## WORK INSTRUCTION
Only the text of the records belongs in the answer; the pictures must be dropped.
── EXTRACTED INFORMATION
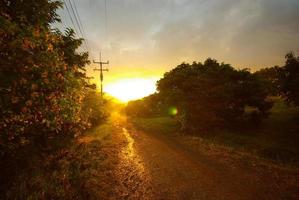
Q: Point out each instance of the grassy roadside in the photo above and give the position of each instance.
(276, 139)
(83, 170)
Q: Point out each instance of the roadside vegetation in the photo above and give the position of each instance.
(252, 112)
(46, 104)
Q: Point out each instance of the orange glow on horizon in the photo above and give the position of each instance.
(131, 88)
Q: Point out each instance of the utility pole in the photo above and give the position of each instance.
(101, 70)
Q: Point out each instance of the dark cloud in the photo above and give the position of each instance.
(158, 34)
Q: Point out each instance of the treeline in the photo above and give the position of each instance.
(45, 96)
(208, 95)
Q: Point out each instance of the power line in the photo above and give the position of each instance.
(69, 13)
(77, 21)
(80, 23)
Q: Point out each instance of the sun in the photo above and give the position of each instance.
(131, 89)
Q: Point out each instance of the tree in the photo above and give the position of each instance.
(42, 78)
(212, 94)
(289, 79)
(270, 78)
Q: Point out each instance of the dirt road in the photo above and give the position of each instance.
(158, 167)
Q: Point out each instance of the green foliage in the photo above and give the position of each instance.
(289, 79)
(212, 94)
(93, 108)
(41, 76)
(270, 77)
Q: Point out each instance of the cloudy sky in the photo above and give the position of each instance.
(145, 38)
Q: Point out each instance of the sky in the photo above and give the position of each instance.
(146, 38)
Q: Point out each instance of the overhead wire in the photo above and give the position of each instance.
(81, 25)
(77, 22)
(70, 16)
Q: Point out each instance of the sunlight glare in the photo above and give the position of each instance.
(131, 89)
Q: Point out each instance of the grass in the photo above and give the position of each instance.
(78, 171)
(276, 139)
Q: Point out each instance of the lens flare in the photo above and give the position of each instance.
(173, 111)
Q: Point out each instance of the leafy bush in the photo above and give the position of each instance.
(94, 108)
(212, 94)
(289, 79)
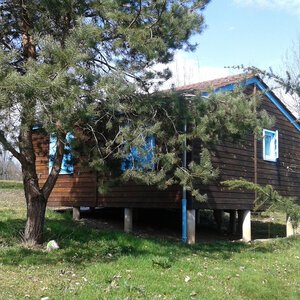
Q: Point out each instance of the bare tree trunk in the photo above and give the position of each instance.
(36, 208)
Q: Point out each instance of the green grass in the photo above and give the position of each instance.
(95, 264)
(11, 184)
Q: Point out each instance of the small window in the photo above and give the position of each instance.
(67, 162)
(270, 145)
(140, 161)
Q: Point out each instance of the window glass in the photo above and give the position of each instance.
(67, 162)
(270, 145)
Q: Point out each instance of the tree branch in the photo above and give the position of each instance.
(52, 177)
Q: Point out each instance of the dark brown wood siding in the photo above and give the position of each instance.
(234, 160)
(237, 161)
(284, 174)
(77, 189)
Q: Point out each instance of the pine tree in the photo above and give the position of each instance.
(87, 66)
(60, 59)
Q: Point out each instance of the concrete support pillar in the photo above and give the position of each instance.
(232, 222)
(128, 220)
(76, 213)
(191, 226)
(289, 226)
(219, 217)
(246, 227)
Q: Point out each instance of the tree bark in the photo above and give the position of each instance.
(34, 228)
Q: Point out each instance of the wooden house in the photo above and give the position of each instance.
(274, 159)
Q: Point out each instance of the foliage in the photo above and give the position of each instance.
(62, 62)
(10, 184)
(268, 198)
(86, 66)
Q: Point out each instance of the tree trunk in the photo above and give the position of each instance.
(36, 208)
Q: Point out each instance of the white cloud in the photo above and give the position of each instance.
(290, 6)
(189, 70)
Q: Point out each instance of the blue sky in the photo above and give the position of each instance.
(249, 32)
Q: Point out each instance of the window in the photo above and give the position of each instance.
(67, 162)
(140, 161)
(270, 145)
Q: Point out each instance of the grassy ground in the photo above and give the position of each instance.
(97, 264)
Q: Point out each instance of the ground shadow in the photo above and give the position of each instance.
(84, 241)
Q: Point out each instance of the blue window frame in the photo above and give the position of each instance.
(140, 161)
(270, 145)
(67, 162)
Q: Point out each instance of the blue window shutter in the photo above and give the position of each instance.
(140, 161)
(67, 162)
(270, 145)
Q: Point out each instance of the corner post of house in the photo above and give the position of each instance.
(232, 222)
(128, 220)
(191, 226)
(246, 226)
(76, 213)
(289, 226)
(219, 218)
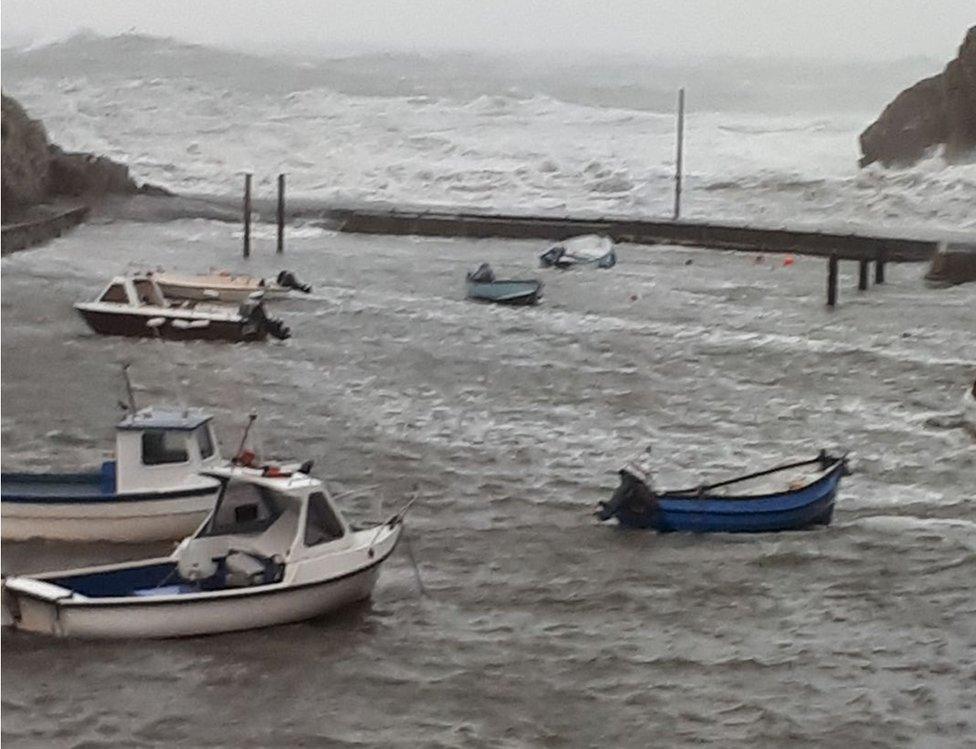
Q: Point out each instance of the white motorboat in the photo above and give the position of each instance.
(275, 549)
(227, 287)
(590, 250)
(152, 491)
(128, 304)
────
## ANSWER TO THE PROBLEM
Q: Point out each instance of the grassy roadside in the photo above and give the position of each instance.
(276, 139)
(83, 170)
Q: Point out each instance of the roadside vegetation in the photo above and give the position of each instance.
(252, 112)
(46, 104)
Q: Point out each instance of the orange glow on horizon in the photo above and give the position of each instance.
(131, 88)
Q: Point out each instance of the utility pole in the photo above and give the position of each instance.
(101, 70)
Q: Point out each instance of the dark cloud in the photo above and give the position of each instance.
(158, 34)
Q: Point out each instance of the treeline in the photo above and give the position of each instance.
(45, 96)
(208, 95)
Q: Point out each instance of the power line in the photo above and give the position of each instance.
(69, 13)
(77, 21)
(80, 23)
Q: Point out each instance of the sun in the photo above and give the position of each instance.
(131, 89)
Q: Point out each instance of the tree in the photo above and give the position of each instance.
(42, 78)
(212, 94)
(289, 79)
(270, 78)
Q: Point out each instance of the dirt road in the photo above and give the position of each instance.
(158, 167)
Q: Point out each instance of the green foliage in the photo above and give the position of each instance.
(289, 79)
(212, 94)
(93, 108)
(41, 76)
(270, 77)
Q: Point out each instance of the cloudy sky in the photo above and give the position of each instance.
(145, 38)
Q: Point out each instance of the sky in the photo above and give the position of each instance.
(146, 38)
Q: Point out each instance of the overhead wire in the photo above and give the position of each instance.
(81, 25)
(77, 22)
(70, 16)
Q: Point out each instance of the sunlight glare in the photo above and give the position of each instance.
(131, 89)
Q: Point out each instance of the grass in the photo above and give the position of each instance.
(78, 171)
(276, 139)
Q: Point out each instance of the lens flare in the photo above and give the position of each instance.
(173, 111)
Q: Point out each instance of the leafy bush in the photo above and give the position of each instance.
(94, 108)
(212, 94)
(289, 79)
Q: Point out each instance of the bare tree trunk in the photo above and give the position of each instance.
(36, 208)
Q: Point out each instance of the green grass in the photo above and give the position of each instance.
(95, 264)
(11, 184)
Q: Point out each instance of the small window in the photo above and give the position of each instance.
(67, 162)
(270, 145)
(140, 161)
Q: Point out each instance of the window glass in the photo above and give the position of each instance.
(67, 162)
(270, 145)
Q: Point out each instance of the tree branch in the photo above and give the position of each instance.
(52, 177)
Q: Point out each instance of the dark brown wood siding in the photo above and give the position of each instance.
(234, 160)
(237, 161)
(284, 174)
(77, 189)
Q: Point out each instance of the pine tree in the photo above and give the position of each instance.
(87, 66)
(60, 59)
Q: Point out each instance of the concrete support pillar in the photo above and give the position of each instance.
(232, 222)
(128, 220)
(76, 213)
(191, 226)
(289, 226)
(219, 217)
(246, 227)
Q: Point out each instance of the tree bark in the photo above and give the position of each instance.
(34, 228)
Q: Point out each instance of the wooden house in the photo above and give the position of each instance.
(274, 159)
Q: Point out each instance of the foliage in the photo above and give the position of each instance.
(62, 62)
(10, 184)
(268, 198)
(86, 66)
Q: Point out each instance of the tree trunk in the photo above and give the position of each instance.
(36, 208)
Q: Point out each instance of the white cloud in the photo above and give the position of each instance.
(290, 6)
(189, 70)
Q: Point out each instance of the blue sky in the photo above and give the position of each instance.
(249, 32)
Q: Point out each instance of the window in the photo above and give the position of each instance.
(67, 162)
(140, 161)
(270, 145)
Q: Point out each instance of the grassy ground in the photo above and give the position of each instance.
(97, 264)
Q: Point out each instance of the ground shadow in the photo above and give the position of each instance.
(84, 241)
Q: Point out each instance of the blue window frame in the photo above and give the position of each instance.
(140, 161)
(270, 145)
(67, 162)
Q: Point out each instance of the blue window shutter in the photo above and give the position of each instance.
(140, 161)
(67, 162)
(270, 145)
Q: Point out each instance of the corner post of house in the photo above and give the position of each instance.
(232, 222)
(128, 220)
(191, 226)
(246, 226)
(76, 213)
(289, 226)
(219, 218)
Q: Point out each instance of the white motorboat in the photo above and give the position of each instance.
(275, 549)
(227, 287)
(590, 250)
(152, 491)
(128, 304)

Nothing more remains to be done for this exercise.